### PROBLEM REQUIREMENTS
Would you transcribe each entry precisely as it stands, setting aside any images?

### DATA EXTRACTS

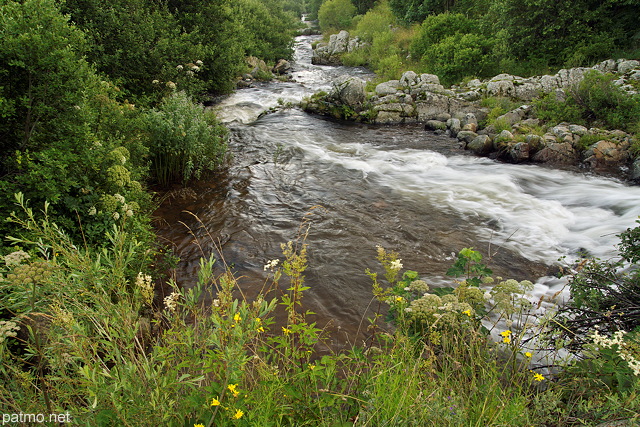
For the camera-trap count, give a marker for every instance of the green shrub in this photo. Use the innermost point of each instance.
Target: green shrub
(375, 22)
(451, 46)
(336, 15)
(594, 101)
(184, 140)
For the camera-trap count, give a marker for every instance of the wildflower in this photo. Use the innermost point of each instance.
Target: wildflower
(16, 258)
(271, 264)
(8, 329)
(396, 264)
(143, 281)
(171, 301)
(232, 389)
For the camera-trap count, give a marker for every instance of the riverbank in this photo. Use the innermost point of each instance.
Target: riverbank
(510, 118)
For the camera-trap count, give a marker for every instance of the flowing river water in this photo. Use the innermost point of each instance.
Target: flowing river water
(362, 185)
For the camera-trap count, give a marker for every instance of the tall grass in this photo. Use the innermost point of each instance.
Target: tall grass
(95, 342)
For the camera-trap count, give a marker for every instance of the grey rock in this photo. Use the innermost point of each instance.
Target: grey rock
(624, 66)
(388, 117)
(409, 78)
(388, 88)
(429, 79)
(454, 126)
(435, 125)
(481, 145)
(557, 153)
(466, 136)
(349, 91)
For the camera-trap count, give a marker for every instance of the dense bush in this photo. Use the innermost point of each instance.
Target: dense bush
(184, 140)
(452, 46)
(65, 138)
(336, 15)
(595, 101)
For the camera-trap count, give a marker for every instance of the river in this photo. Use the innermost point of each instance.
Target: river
(362, 185)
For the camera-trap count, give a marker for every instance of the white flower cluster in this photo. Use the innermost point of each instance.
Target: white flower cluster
(8, 329)
(143, 281)
(396, 265)
(171, 301)
(16, 258)
(431, 309)
(271, 265)
(624, 349)
(419, 287)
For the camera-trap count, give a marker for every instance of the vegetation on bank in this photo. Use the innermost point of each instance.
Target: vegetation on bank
(84, 333)
(98, 102)
(473, 38)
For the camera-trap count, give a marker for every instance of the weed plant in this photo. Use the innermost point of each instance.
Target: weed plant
(83, 332)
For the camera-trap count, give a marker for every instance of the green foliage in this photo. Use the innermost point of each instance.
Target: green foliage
(375, 22)
(66, 140)
(452, 46)
(267, 29)
(185, 140)
(335, 15)
(469, 264)
(565, 33)
(595, 101)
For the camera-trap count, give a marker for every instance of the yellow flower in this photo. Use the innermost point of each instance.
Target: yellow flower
(232, 389)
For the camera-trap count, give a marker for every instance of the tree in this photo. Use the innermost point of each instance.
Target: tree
(336, 14)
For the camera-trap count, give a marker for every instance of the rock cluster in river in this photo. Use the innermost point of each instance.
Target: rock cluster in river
(456, 111)
(261, 71)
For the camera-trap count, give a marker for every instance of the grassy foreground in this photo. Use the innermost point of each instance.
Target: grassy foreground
(85, 334)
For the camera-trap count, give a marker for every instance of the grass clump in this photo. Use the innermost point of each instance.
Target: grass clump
(83, 331)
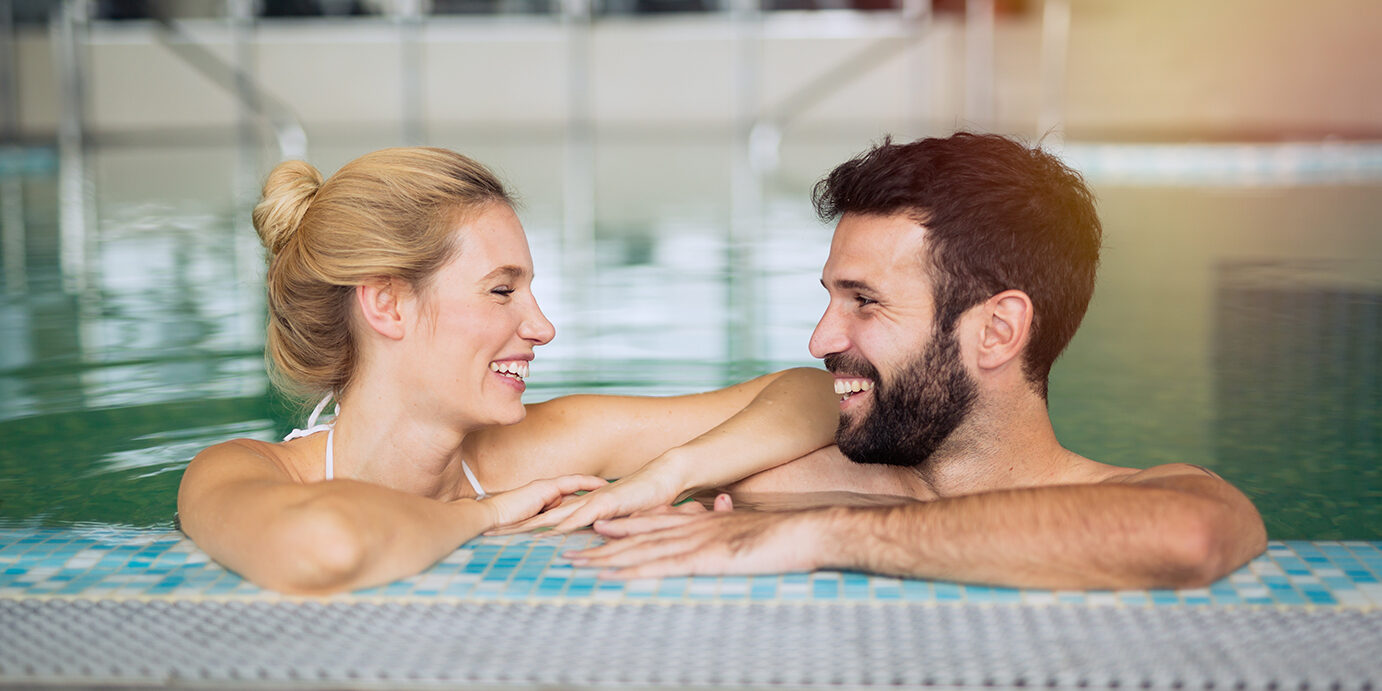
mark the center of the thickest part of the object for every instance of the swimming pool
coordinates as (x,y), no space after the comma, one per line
(1236,325)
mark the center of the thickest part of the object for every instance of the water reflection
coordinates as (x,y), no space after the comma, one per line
(1189,353)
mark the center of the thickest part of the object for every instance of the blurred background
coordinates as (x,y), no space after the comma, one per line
(664,151)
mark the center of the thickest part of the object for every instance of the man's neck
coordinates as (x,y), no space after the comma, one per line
(1004,444)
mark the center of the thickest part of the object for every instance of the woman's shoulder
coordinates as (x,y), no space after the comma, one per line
(260,459)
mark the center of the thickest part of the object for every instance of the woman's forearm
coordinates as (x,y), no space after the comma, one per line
(793,415)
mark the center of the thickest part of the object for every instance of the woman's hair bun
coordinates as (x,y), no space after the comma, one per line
(288,192)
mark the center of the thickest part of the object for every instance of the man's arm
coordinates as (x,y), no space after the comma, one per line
(1165,527)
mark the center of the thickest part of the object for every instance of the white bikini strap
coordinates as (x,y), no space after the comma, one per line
(330,458)
(311,420)
(470,477)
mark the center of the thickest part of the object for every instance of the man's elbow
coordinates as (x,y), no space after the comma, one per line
(1207,546)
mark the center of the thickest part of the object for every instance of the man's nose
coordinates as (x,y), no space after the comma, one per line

### SOLUTION TO THIS EXERCISE
For the camera-trap count, give a marker for every instance of the green shrub in this photo. Use the innermost point of each instance.
Target: green shrub
(375, 22)
(451, 46)
(336, 15)
(594, 101)
(184, 140)
For the camera-trap count, give a marker for every instance of the wildflower in this photo. Use the innermost point of each instance.
Target: wildflower
(16, 258)
(271, 264)
(8, 329)
(396, 264)
(143, 281)
(171, 301)
(232, 389)
For the camera-trap count, give a marker for every instance of the riverbank in this photo. Use the innermost point of each instance.
Target: riverbank
(510, 118)
For the camera-trap count, give a marker for every instance of the flowing river water in this photo. Use the innermost point of each instance.
Target: flowing river water
(362, 185)
For the camera-trap count, give a marker for every instance of the tall grass in this photo. Use the innermost point of each instance.
Target: tall grass
(95, 342)
For the camera-trap count, give a marker for every instance of the grey rock in this photo. Use the innermost point of each instance.
Target: grey rock
(624, 66)
(388, 117)
(409, 78)
(388, 88)
(429, 79)
(454, 126)
(435, 125)
(481, 145)
(557, 153)
(466, 136)
(349, 91)
For the camera-trap count, give a marker for every instance of the dense bush in this photo. Use the innermost point of each instance.
Target: dense bush
(184, 140)
(452, 46)
(65, 138)
(336, 15)
(595, 101)
For the camera-trap count, give a marker for every instance of the river in this photo. Use the innermost point of each instance.
Target: river
(362, 185)
For the camera-trap count, give a marker for every instance of the white flower cluster in this photo. Use the innermost point of each instance.
Target: white flower cluster
(8, 329)
(143, 281)
(396, 265)
(171, 301)
(16, 258)
(431, 309)
(271, 265)
(624, 349)
(419, 287)
For the camera-trap count, give a marker for every instance of the vegetation on bank in this photo. Use the innermost point of each instance.
Target: vegetation on bank
(84, 333)
(98, 102)
(473, 38)
For the camera-trap count, give a marker for every instance of the weed plant in this photo. Use the innermost point of each instance.
Target: weed plant
(83, 332)
For the camera-trap count, give a marker for every instance of the green foliage in this photo. Use the innermost point of each instance.
Target: green foliage
(375, 22)
(66, 140)
(452, 46)
(267, 29)
(185, 140)
(335, 15)
(469, 264)
(565, 33)
(595, 101)
For the camera-trap count, give a marker for every instance of the yellow flower in this photo. Use the innermost point of each instance.
Target: yellow flower
(232, 389)
For the camera-trap count, give a marker for every instance of the tree in this photo. Use the innermost point of each instance.
Target: tree
(336, 14)
For the camera-trap count, give a marker for every instance of the rock cluster in river in this photo. Use the innermost point of each instance.
Target: rock cluster in river
(456, 111)
(261, 71)
For the camera-trap count, give a marker for every instance of the grassy foreground in this photo. Use the innermost point of each instance.
Target: grassy foreground
(85, 334)
For the camera-trap count, give a marker for every instance of the grass clump in this photo. Use the innermost point of each instance.
Target: grass clump
(83, 331)
mark the center of the thickest part of the object for every instance of the swimming pool
coordinates as (x,y), no space after the comma, one per line
(1236,325)
mark the center of the thickest part of the object for every instance of the water reflection
coordinates as (x,y), no space after the comma, one per line
(1189,353)
mark the center of the thickest part of the object for every instance of the blurred background
coordinates as (x,y), no space after the comma, one per line
(664,151)
mark the center of the thickest part of the object for every instance of the man's neck
coordinates as (x,y), no space after the comma, one per line
(1004,444)
mark the center of the thickest part of the object for every instance of the woman's shoulder
coordinates as (x,y), no space after the comma, one per line
(260,459)
mark the center of the thickest part of the object for every instance of the woman's forearm
coordinates as (x,y), no space after the comma, one per line
(793,415)
mark the center of the thickest part of the object for every instance of the woman's hair bun
coordinates as (x,y), no space after the comma, one per line
(288,192)
mark the center of the thickest part of the object for every instance of the man's arm
coordinates as (x,y), no space after the comma, one per line
(1165,527)
mark the center of the thickest part of the object for every instance of the white bikini strap
coordinates as (x,y), no space after the comma, one per line
(330,458)
(311,420)
(470,477)
mark the center of the thickest part of the object for every instance of the man's elbow
coordinates as (x,y), no space after the comma, one per line
(1207,546)
mark the center of the thickest part of the object for every instance of the man's nose
coordinates as (x,y), no space after the comma, one per line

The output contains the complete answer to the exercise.